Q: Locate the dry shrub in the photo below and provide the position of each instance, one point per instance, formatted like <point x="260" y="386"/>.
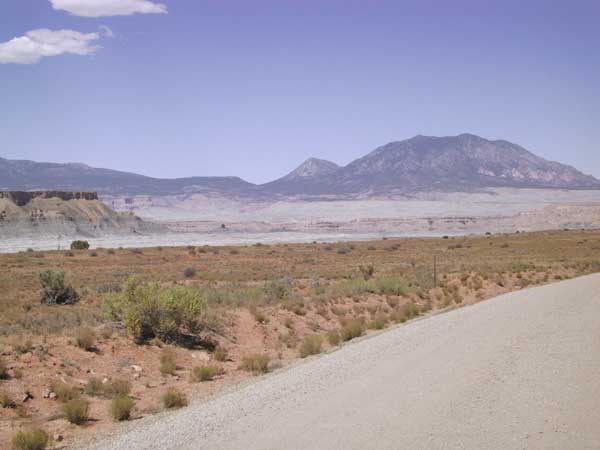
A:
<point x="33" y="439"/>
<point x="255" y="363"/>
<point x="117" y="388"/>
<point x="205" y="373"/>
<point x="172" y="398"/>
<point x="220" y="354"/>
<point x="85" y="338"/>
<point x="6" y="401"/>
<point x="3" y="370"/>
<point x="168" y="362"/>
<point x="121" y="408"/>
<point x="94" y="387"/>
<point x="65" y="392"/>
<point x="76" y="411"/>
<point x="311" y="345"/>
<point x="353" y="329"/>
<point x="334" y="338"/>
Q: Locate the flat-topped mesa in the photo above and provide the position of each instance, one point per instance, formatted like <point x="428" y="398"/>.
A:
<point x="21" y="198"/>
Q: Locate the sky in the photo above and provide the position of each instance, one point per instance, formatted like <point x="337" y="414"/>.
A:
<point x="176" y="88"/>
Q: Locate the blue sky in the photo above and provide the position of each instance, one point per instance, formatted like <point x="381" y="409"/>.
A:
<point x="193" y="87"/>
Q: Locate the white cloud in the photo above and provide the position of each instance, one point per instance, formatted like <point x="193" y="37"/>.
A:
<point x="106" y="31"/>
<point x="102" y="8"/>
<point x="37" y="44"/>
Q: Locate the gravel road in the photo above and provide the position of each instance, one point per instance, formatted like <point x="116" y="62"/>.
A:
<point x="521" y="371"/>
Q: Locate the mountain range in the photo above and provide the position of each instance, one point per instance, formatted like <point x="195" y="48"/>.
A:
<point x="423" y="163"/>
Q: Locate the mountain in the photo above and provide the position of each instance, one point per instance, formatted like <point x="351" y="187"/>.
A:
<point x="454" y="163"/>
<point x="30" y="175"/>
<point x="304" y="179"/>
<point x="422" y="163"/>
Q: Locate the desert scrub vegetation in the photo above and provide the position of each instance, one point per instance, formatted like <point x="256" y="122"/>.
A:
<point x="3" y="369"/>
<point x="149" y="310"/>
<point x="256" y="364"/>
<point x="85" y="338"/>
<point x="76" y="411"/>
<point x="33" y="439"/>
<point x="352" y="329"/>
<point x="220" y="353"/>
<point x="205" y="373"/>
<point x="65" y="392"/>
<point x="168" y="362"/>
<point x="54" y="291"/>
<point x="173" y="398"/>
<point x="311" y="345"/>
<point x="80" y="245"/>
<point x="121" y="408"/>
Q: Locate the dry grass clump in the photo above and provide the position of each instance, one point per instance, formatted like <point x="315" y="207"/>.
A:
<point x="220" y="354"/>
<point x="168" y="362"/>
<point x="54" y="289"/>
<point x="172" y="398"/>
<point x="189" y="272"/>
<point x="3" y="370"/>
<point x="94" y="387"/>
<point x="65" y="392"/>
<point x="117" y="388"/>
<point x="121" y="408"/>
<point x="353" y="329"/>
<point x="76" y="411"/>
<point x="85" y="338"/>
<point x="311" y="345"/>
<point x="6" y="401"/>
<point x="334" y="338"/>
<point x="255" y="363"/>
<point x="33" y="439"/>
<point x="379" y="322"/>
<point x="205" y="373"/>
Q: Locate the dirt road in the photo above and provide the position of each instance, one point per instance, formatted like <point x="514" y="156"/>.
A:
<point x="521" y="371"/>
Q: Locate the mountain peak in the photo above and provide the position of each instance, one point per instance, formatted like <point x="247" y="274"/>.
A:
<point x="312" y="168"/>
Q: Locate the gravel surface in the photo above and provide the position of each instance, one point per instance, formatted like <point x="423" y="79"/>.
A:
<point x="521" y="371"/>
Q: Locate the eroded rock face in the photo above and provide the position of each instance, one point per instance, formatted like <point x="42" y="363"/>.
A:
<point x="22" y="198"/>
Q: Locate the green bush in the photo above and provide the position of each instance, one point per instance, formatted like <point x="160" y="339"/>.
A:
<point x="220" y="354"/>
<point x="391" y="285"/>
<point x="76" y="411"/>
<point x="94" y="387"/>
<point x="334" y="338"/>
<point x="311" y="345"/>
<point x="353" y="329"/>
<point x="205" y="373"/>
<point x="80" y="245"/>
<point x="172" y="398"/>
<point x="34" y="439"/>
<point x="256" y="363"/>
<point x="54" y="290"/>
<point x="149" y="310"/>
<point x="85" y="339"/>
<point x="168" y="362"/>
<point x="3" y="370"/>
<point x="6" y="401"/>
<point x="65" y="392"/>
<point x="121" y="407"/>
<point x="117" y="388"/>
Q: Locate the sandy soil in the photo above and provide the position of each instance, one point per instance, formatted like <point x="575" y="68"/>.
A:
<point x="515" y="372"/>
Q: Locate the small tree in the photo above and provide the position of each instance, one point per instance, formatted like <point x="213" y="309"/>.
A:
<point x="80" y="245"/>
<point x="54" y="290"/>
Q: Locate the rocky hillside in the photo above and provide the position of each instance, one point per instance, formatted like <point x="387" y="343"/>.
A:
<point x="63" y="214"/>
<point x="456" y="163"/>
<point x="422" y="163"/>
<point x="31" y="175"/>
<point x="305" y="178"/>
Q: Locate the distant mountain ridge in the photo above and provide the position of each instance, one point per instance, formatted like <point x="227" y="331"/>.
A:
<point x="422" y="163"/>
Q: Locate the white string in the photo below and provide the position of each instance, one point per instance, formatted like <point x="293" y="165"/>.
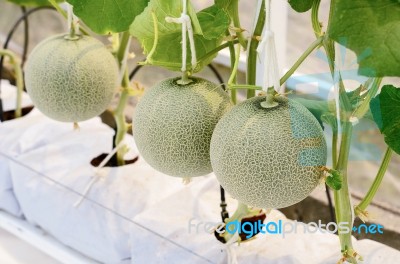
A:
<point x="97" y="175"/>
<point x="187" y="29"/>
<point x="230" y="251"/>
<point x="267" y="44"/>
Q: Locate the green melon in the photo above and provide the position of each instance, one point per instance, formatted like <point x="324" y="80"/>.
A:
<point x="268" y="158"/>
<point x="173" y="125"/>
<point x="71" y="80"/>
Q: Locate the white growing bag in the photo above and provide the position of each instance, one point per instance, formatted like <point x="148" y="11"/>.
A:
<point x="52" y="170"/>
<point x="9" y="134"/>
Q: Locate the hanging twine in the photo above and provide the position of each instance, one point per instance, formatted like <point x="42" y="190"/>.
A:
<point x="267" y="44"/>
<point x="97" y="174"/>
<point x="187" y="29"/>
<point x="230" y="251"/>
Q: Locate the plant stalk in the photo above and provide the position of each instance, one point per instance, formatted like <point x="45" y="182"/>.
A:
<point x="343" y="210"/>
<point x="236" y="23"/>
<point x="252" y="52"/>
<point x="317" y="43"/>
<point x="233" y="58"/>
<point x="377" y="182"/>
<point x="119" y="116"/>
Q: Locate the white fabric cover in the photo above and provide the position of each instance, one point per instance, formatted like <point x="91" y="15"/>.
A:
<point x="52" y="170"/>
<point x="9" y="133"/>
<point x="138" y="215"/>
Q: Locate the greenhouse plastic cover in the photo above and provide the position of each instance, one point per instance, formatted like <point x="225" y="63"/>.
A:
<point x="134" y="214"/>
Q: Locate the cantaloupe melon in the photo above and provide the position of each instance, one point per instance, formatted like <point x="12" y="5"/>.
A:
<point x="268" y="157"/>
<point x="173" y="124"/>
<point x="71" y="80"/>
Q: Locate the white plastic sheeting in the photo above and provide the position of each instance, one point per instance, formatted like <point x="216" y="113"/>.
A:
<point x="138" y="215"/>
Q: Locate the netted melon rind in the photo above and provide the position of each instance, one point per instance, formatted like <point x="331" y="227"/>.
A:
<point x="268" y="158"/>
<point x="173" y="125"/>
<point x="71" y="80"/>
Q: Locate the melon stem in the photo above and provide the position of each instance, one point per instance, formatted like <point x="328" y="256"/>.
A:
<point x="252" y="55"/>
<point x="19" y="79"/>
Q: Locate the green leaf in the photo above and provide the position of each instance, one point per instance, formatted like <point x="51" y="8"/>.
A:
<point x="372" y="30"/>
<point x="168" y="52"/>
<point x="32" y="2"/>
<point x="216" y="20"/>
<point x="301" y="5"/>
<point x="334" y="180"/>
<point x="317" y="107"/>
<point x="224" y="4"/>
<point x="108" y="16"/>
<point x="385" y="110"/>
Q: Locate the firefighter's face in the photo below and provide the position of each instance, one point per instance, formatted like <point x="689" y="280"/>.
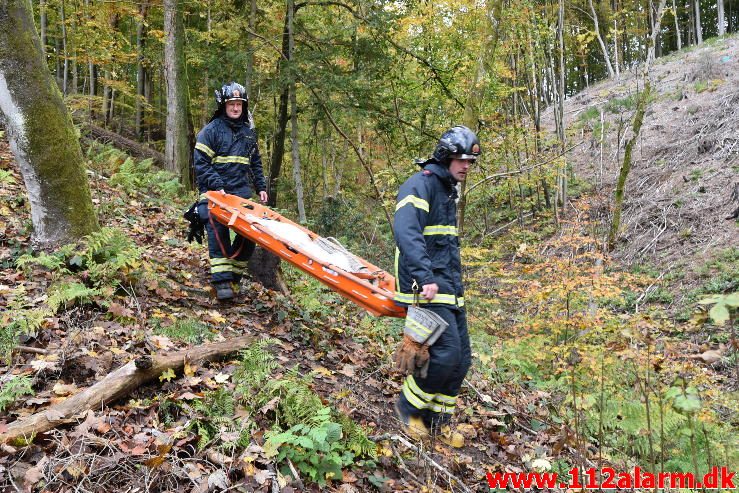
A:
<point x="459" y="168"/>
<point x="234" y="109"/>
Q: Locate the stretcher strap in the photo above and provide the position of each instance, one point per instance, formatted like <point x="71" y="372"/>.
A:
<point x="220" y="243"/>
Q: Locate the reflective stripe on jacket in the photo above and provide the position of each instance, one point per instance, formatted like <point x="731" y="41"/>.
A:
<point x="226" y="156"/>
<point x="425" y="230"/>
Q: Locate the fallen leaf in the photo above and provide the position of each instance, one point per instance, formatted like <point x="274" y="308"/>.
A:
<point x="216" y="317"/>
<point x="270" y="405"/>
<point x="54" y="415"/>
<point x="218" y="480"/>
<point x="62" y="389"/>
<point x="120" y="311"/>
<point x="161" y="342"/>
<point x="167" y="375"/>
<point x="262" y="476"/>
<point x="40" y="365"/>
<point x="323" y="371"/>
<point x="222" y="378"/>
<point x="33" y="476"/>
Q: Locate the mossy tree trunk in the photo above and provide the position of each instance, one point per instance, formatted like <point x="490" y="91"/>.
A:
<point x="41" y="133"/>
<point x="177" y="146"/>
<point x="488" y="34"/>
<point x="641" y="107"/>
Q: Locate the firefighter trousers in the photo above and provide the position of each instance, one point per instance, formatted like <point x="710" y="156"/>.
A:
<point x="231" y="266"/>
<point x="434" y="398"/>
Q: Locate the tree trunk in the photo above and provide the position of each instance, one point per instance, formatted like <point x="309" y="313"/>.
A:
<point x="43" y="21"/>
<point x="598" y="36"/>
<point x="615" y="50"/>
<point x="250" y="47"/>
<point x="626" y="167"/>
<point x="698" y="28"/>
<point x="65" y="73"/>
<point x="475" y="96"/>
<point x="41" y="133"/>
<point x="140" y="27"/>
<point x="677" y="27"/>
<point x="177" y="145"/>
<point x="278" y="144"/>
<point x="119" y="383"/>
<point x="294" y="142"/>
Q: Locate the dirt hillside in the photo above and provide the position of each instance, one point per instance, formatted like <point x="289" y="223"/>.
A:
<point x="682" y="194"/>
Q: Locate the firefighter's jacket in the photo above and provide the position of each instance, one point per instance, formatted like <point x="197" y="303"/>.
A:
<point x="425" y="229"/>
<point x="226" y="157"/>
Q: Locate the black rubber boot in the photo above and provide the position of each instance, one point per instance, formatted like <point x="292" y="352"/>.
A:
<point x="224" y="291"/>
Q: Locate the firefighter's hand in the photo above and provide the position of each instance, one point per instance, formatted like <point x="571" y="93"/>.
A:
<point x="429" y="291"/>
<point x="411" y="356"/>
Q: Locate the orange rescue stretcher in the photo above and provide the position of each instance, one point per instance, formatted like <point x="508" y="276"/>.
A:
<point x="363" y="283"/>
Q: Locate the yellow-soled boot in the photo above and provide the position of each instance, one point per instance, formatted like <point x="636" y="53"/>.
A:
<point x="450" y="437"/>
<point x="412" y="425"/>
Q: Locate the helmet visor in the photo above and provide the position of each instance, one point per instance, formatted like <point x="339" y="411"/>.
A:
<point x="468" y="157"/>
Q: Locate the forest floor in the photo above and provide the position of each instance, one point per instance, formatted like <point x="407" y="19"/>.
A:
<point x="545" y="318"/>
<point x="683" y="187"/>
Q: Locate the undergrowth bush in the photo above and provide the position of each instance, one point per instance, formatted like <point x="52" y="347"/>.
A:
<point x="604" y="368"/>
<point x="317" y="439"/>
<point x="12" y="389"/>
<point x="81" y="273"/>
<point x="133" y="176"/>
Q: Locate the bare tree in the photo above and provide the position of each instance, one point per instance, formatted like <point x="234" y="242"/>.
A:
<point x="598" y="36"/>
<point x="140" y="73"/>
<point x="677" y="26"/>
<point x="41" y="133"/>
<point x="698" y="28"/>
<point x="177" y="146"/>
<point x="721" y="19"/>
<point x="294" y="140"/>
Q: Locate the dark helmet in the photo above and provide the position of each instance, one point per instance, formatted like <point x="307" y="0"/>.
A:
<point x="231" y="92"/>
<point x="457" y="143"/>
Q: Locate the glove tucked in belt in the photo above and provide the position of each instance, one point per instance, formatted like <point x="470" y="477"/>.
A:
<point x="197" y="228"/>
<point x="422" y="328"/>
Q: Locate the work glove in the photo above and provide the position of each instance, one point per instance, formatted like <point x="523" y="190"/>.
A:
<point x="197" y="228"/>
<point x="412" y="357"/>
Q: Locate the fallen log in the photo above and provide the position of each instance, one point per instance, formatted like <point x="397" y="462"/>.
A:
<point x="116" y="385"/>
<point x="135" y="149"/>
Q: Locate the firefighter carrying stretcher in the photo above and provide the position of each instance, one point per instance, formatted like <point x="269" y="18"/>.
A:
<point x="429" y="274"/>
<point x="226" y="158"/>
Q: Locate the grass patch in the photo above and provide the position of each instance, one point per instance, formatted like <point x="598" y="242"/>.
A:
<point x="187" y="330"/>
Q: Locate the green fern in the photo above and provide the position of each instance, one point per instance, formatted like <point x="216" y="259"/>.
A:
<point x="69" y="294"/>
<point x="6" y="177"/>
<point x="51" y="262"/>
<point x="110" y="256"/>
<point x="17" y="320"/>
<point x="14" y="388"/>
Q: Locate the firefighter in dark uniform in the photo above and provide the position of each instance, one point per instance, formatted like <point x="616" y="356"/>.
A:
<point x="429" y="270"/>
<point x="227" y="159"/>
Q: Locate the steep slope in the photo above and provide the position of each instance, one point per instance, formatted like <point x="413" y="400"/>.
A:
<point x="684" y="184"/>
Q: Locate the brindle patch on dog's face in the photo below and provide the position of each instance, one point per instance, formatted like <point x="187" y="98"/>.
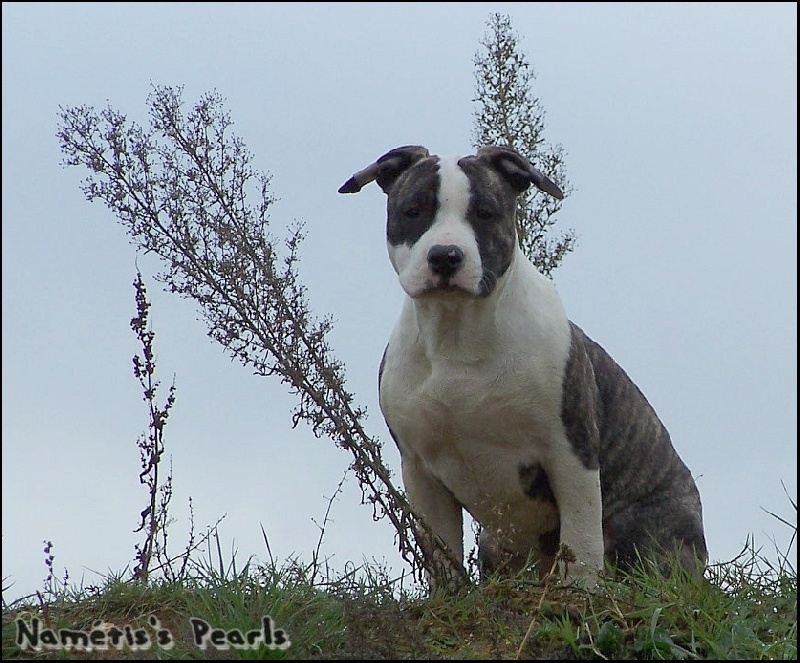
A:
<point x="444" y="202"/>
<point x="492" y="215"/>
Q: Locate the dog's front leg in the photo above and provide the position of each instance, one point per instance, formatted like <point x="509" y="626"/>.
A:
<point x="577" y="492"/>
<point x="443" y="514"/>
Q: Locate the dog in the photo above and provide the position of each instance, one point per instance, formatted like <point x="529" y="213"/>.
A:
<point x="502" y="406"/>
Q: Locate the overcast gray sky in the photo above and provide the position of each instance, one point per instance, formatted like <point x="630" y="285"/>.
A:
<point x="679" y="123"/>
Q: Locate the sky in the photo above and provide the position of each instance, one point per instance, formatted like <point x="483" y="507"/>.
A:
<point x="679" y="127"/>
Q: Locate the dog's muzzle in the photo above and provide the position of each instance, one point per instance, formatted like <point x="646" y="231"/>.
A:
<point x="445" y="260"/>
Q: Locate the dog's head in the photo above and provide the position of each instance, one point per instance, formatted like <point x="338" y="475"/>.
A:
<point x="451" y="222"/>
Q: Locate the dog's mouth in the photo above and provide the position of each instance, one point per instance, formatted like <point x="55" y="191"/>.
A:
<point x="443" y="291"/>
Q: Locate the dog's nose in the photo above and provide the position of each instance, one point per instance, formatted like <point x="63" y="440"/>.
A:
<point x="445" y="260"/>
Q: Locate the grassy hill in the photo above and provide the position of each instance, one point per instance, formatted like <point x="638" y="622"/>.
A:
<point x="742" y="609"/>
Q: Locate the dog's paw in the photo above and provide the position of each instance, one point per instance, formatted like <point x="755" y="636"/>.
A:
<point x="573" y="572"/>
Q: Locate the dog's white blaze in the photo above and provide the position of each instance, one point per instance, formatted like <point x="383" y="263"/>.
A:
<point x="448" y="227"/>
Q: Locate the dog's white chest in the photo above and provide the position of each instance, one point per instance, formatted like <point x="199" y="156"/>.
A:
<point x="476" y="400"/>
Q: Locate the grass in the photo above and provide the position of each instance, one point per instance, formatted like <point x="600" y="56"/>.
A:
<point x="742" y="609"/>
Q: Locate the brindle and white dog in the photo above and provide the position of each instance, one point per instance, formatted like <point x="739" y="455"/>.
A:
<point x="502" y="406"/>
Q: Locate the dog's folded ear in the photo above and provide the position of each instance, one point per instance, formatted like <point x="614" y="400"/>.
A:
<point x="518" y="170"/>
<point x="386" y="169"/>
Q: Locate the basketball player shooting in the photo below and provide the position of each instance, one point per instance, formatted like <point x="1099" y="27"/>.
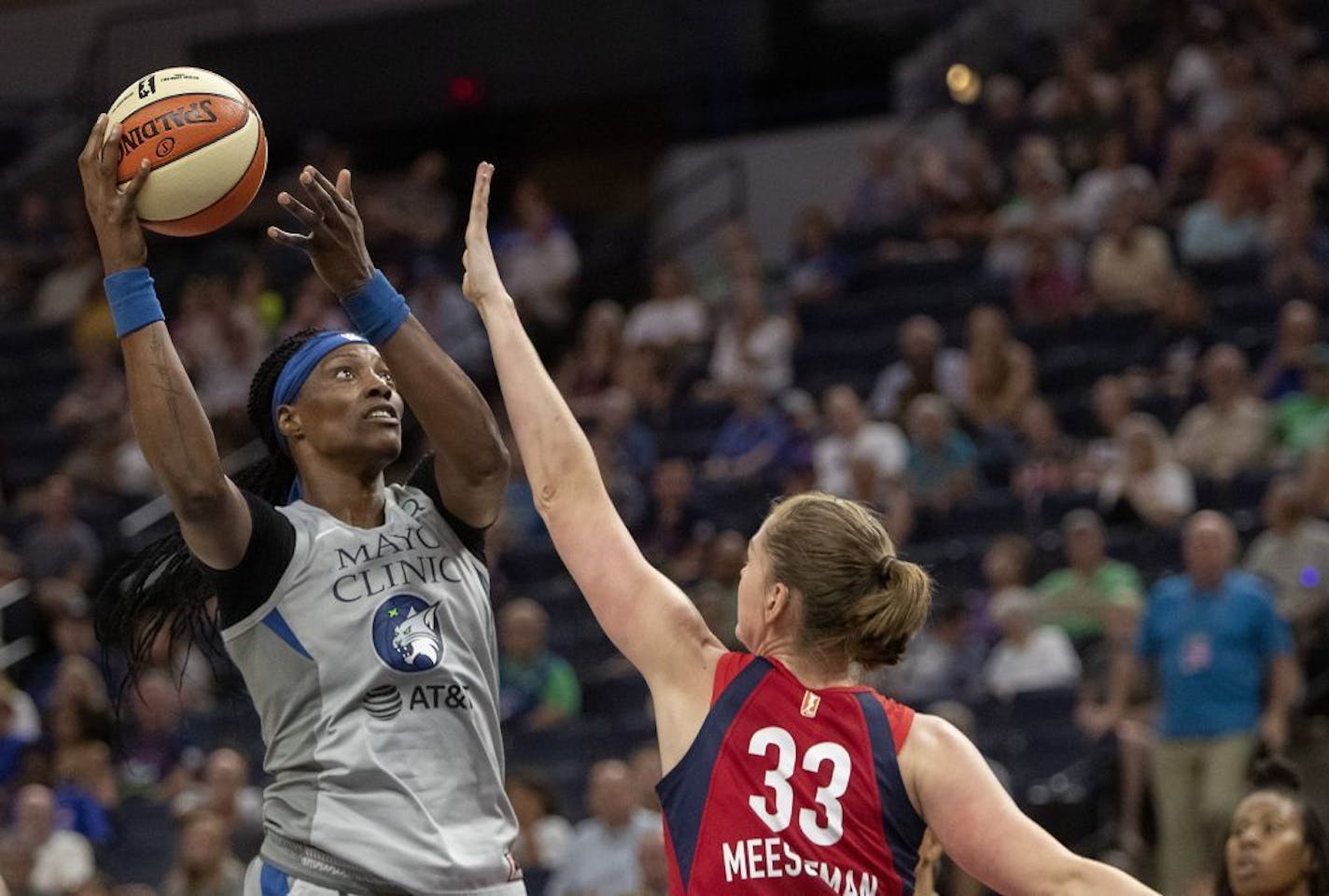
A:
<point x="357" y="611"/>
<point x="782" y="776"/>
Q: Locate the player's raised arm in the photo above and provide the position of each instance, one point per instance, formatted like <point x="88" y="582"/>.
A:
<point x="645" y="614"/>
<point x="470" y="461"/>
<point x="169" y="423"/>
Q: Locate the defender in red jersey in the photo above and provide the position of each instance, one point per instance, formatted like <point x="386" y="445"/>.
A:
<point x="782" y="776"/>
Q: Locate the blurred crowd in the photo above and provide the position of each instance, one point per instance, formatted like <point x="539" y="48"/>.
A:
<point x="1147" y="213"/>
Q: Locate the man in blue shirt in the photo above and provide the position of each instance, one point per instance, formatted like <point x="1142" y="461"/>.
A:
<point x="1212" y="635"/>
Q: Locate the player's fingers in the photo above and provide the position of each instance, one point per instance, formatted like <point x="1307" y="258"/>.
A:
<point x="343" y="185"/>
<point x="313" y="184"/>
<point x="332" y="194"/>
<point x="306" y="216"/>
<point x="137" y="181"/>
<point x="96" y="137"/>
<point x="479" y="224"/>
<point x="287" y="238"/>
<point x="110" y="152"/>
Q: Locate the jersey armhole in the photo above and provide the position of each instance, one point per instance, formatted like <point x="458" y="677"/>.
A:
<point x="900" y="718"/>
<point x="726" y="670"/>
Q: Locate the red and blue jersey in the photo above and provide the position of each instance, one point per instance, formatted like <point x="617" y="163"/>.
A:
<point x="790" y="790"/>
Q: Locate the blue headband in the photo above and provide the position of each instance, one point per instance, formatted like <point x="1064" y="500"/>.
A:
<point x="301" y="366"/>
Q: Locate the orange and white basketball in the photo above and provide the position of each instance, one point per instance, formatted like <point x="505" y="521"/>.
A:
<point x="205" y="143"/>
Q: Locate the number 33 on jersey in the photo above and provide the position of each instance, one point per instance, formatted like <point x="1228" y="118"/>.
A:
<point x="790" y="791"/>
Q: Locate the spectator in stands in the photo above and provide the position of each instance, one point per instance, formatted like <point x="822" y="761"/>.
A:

What this task involves:
When the word "glove" turns up on a line of the material above, copy that line.

Finished exercise:
Q: Locate the glove tucked in belt in the photo above and provide the position of each instance, one point per instance, formatted like <point x="470" y="477"/>.
Q: Locate the work glove in the photo above and provide the position of each instance, one point per instance, formatted like <point x="523" y="190"/>.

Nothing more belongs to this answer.